═════ MATERIAL FOR THE TASK
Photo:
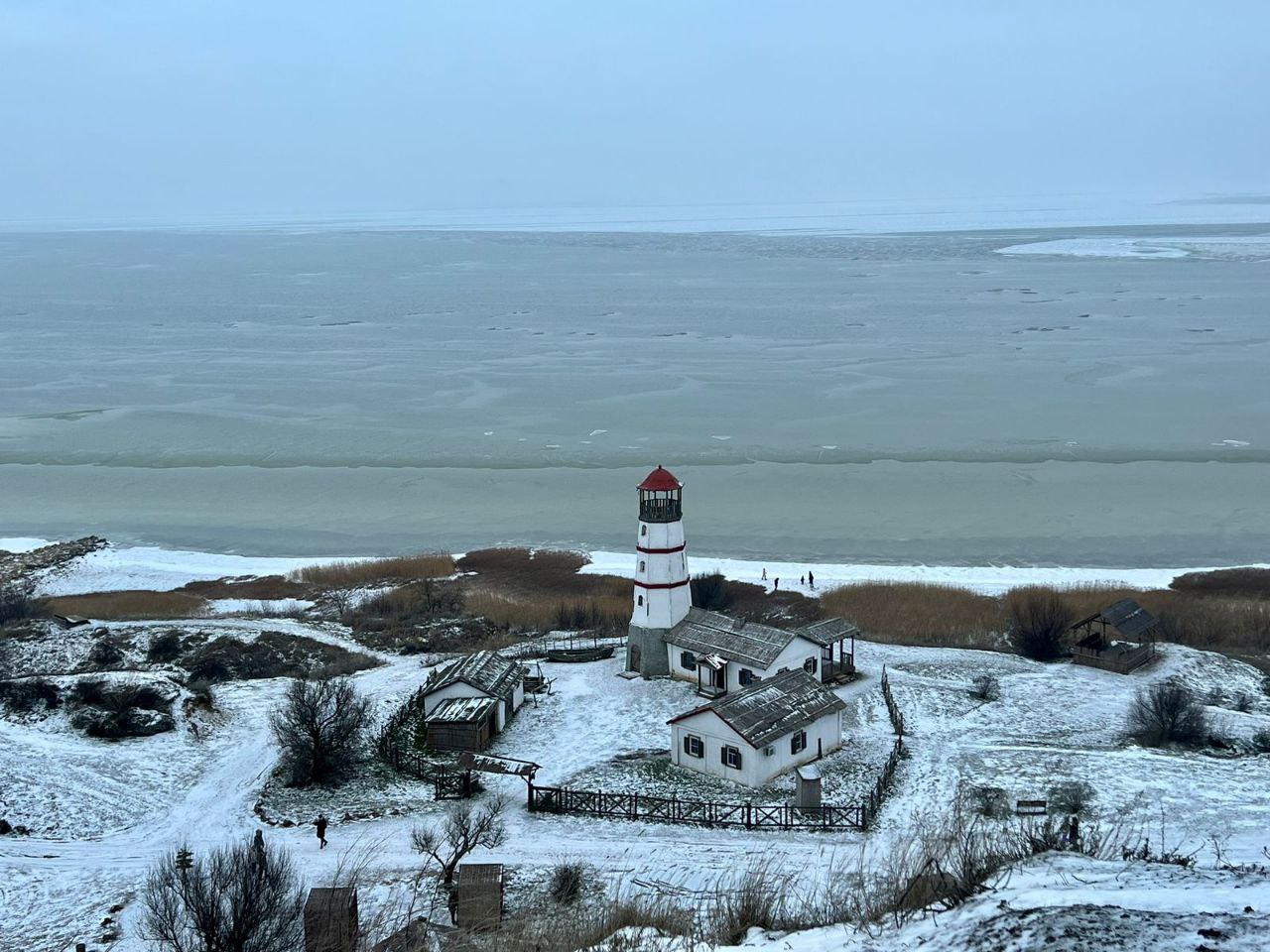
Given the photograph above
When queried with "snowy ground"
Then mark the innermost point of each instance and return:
(119, 806)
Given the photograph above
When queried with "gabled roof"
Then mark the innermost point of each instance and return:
(828, 631)
(772, 708)
(744, 643)
(484, 670)
(463, 710)
(1127, 617)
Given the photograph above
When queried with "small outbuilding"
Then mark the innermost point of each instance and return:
(477, 678)
(479, 896)
(330, 920)
(721, 654)
(760, 731)
(1120, 638)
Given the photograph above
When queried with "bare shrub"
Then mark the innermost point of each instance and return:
(121, 711)
(1037, 622)
(1167, 712)
(321, 730)
(362, 572)
(18, 601)
(111, 606)
(236, 898)
(757, 900)
(164, 648)
(916, 613)
(1071, 798)
(568, 879)
(985, 688)
(710, 592)
(465, 826)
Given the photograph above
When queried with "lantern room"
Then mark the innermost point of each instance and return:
(661, 497)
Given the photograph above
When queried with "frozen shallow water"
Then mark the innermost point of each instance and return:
(841, 398)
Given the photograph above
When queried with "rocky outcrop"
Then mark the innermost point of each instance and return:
(18, 565)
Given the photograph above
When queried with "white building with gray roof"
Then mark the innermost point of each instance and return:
(761, 731)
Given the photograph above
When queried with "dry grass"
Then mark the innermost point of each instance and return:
(266, 588)
(547, 611)
(916, 613)
(376, 571)
(118, 606)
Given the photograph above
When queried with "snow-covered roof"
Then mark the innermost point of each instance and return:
(744, 643)
(1127, 617)
(463, 710)
(484, 670)
(826, 633)
(772, 708)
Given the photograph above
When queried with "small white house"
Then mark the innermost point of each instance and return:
(720, 654)
(483, 674)
(761, 731)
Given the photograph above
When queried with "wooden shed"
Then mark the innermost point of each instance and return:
(330, 920)
(479, 896)
(462, 724)
(1120, 638)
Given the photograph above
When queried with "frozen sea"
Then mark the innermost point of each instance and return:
(1020, 397)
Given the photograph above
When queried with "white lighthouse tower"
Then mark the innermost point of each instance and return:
(662, 593)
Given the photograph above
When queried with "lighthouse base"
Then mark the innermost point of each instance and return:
(645, 652)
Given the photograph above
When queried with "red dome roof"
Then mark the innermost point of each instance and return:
(661, 481)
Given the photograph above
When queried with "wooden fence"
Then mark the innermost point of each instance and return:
(702, 812)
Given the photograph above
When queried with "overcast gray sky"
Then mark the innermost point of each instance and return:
(180, 109)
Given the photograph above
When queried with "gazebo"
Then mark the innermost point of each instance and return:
(1120, 638)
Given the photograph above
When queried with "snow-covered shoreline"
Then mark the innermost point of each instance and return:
(151, 567)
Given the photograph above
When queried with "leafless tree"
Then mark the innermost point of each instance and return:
(1167, 714)
(463, 828)
(236, 898)
(321, 730)
(1038, 620)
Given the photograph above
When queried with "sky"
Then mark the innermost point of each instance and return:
(190, 109)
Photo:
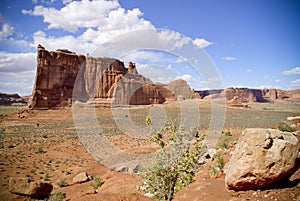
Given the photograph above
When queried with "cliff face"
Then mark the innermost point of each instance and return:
(63, 76)
(55, 77)
(246, 95)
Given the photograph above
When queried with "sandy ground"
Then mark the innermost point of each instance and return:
(43, 145)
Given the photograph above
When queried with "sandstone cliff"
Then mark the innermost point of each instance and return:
(12, 99)
(63, 76)
(246, 95)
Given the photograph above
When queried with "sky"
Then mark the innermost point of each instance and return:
(209, 43)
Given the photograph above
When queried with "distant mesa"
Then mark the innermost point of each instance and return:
(13, 99)
(239, 97)
(97, 78)
(107, 81)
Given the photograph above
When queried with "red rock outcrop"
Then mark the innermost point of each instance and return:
(12, 99)
(181, 89)
(246, 95)
(63, 76)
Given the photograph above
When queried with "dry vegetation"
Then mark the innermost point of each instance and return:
(43, 145)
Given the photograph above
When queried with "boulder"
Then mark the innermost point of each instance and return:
(261, 157)
(23, 186)
(81, 178)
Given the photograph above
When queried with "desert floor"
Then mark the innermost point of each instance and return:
(44, 145)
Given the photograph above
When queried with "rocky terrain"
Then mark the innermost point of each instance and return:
(246, 95)
(41, 150)
(13, 99)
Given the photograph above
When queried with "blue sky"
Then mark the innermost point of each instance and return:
(253, 43)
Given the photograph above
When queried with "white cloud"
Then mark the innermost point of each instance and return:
(21, 83)
(229, 58)
(293, 71)
(17, 62)
(66, 1)
(296, 83)
(103, 15)
(186, 77)
(17, 72)
(201, 43)
(6, 31)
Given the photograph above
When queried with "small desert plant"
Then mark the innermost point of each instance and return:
(39, 150)
(57, 196)
(173, 169)
(225, 141)
(286, 126)
(97, 182)
(61, 183)
(218, 166)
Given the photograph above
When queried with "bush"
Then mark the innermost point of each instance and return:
(61, 183)
(286, 126)
(218, 166)
(97, 182)
(57, 196)
(225, 141)
(175, 163)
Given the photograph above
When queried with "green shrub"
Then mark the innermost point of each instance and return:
(97, 182)
(173, 169)
(218, 165)
(225, 141)
(39, 150)
(286, 126)
(57, 196)
(61, 183)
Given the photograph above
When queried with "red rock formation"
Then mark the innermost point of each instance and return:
(12, 99)
(181, 89)
(55, 77)
(63, 76)
(246, 95)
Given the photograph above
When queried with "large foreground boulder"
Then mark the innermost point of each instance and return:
(23, 186)
(261, 157)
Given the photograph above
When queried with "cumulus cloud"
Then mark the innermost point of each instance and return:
(293, 71)
(6, 31)
(103, 15)
(229, 58)
(296, 83)
(17, 62)
(186, 77)
(17, 72)
(201, 43)
(20, 83)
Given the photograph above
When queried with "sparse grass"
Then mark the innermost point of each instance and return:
(39, 150)
(97, 182)
(61, 183)
(57, 196)
(286, 126)
(218, 165)
(225, 141)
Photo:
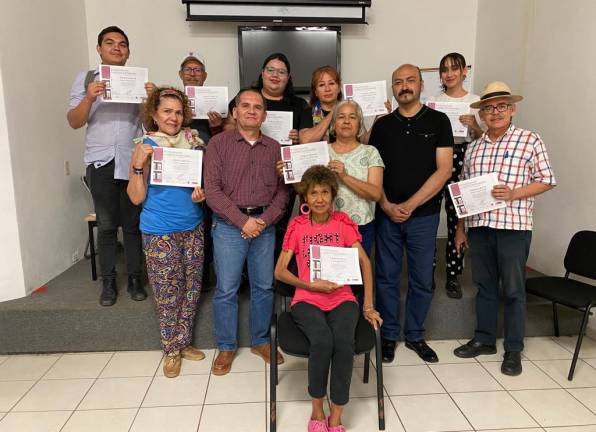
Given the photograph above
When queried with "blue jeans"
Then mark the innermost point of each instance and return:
(500, 255)
(230, 253)
(417, 235)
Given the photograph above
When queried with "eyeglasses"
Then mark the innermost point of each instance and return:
(490, 109)
(272, 71)
(193, 70)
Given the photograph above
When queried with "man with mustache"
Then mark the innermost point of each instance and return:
(248, 198)
(416, 144)
(499, 240)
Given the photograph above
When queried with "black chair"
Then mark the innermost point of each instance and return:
(91, 221)
(291, 341)
(580, 259)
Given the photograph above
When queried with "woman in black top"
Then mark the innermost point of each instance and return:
(275, 84)
(325, 91)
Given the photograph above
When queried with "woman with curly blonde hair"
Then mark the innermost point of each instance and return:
(171, 225)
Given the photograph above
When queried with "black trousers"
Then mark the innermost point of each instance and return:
(113, 208)
(331, 335)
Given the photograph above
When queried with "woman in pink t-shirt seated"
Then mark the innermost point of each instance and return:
(327, 313)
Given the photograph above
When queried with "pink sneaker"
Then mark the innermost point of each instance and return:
(340, 428)
(317, 425)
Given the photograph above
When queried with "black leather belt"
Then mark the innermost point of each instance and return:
(252, 210)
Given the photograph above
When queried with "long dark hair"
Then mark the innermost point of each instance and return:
(289, 90)
(457, 59)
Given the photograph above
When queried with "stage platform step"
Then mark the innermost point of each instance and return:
(68, 318)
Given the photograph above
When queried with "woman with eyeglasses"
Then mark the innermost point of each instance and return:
(171, 225)
(325, 92)
(275, 84)
(453, 70)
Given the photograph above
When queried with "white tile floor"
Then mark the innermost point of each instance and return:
(126, 391)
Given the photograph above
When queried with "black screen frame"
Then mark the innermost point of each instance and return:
(304, 90)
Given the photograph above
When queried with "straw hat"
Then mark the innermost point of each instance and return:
(494, 90)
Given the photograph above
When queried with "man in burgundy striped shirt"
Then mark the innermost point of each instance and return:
(248, 198)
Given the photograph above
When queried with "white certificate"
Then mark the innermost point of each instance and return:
(335, 264)
(297, 159)
(207, 99)
(124, 84)
(453, 110)
(474, 196)
(278, 125)
(176, 167)
(370, 96)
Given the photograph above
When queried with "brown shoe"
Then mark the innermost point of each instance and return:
(265, 352)
(223, 362)
(192, 353)
(172, 364)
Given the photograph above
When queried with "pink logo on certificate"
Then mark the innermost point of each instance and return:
(287, 153)
(158, 153)
(316, 252)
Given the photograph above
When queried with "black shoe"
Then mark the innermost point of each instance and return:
(453, 288)
(387, 350)
(474, 348)
(135, 289)
(511, 363)
(425, 352)
(108, 293)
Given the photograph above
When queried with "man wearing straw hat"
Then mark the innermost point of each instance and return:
(499, 240)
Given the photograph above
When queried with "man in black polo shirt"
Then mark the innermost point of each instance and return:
(416, 144)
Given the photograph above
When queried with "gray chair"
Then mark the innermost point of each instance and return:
(580, 259)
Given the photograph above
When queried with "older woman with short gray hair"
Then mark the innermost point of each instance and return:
(359, 168)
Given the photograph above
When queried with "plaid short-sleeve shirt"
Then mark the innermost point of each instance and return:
(519, 157)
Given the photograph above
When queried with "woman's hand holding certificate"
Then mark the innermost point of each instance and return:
(335, 264)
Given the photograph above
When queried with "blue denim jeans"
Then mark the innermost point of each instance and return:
(230, 253)
(417, 235)
(500, 255)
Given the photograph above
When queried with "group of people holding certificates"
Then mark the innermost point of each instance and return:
(236, 172)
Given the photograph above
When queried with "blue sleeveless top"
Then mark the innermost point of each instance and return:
(169, 209)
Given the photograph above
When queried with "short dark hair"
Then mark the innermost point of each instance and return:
(316, 77)
(289, 90)
(111, 29)
(252, 90)
(456, 59)
(318, 175)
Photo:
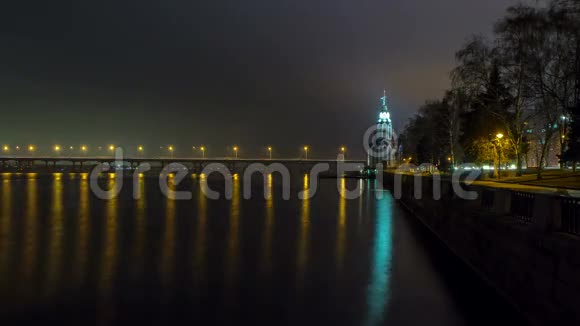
══════════
## SET TASK
Please recast the material, from its start through the line containing "(1020, 397)", as a JSON list of strings with one string per line, omitting blank lines and leaving out the pictures.

## OUTPUT FOR THIS EXERCISE
[
  "Photo:",
  "Given the photograph above",
  "When queried with \"snowy ground\"",
  "Then mark the innermost point of each instance and return:",
  "(119, 806)",
  "Given the photograph above",
  "When queried with \"gabled roof\"",
  "Then mark the innermost point of each instance and return:",
  "(828, 631)",
  "(772, 708)",
  "(744, 643)",
  "(484, 670)",
  "(463, 710)",
  "(1127, 617)",
  "Given the photograph above",
  "When queried with \"small outbuilding\"",
  "Then mark the innermost point of each instance and return:",
  "(477, 678)",
  "(479, 896)",
  "(330, 920)",
  "(721, 654)",
  "(760, 731)",
  "(1120, 638)",
  "Given the photograph above",
  "When queried with \"bare shrub\"",
  "Then mark the innermost point of each instance and return:",
  "(121, 711)",
  "(1037, 622)",
  "(1167, 712)",
  "(321, 730)",
  "(362, 572)",
  "(18, 601)",
  "(111, 606)",
  "(236, 898)",
  "(757, 900)",
  "(164, 648)",
  "(916, 613)",
  "(1071, 798)",
  "(568, 879)",
  "(985, 688)",
  "(710, 592)",
  "(465, 826)",
  "Given the photograph above",
  "When queried with \"lantern room\"",
  "Then mark the innermost point of each instance and return:",
  "(661, 497)",
  "Given the photograph above",
  "When queried with \"frozen shallow water\"",
  "Then mark the innermost point of each instance and return:",
  "(841, 398)",
  "Given the photograph above",
  "When queried with \"rocky outcrop\"",
  "Then mark the innermost point of each instance and return:",
  "(18, 565)",
  "Given the photograph above",
  "When queried with \"white building with gray roof\"",
  "Then mark the innermost point of each instance and return:",
  "(761, 731)",
  "Given the photograph above",
  "When queried with \"dry grass\"",
  "Then mark the innermost point of each instance and return:",
  "(266, 588)",
  "(547, 611)",
  "(916, 613)",
  "(376, 571)",
  "(118, 606)",
  "Given the photograph above",
  "When queried with \"snow-covered roof\"",
  "Then mark the innermost point of each instance and return:",
  "(744, 643)",
  "(1127, 617)",
  "(463, 710)",
  "(484, 670)",
  "(826, 633)",
  "(772, 708)",
  "Given the photograph above",
  "When queried with \"small white house\"",
  "Then mark the innermost point of each instance and return:",
  "(720, 654)",
  "(483, 674)",
  "(761, 731)",
  "Given the photograph above",
  "When queried with \"wooden shed\"",
  "Then mark the innermost point of each instance and return:",
  "(330, 920)",
  "(479, 896)",
  "(462, 724)",
  "(1120, 638)",
  "Given the photograph above",
  "When queried with \"frozen sea\"",
  "Then mark the innermost point of each instance and return:",
  "(1020, 397)"
]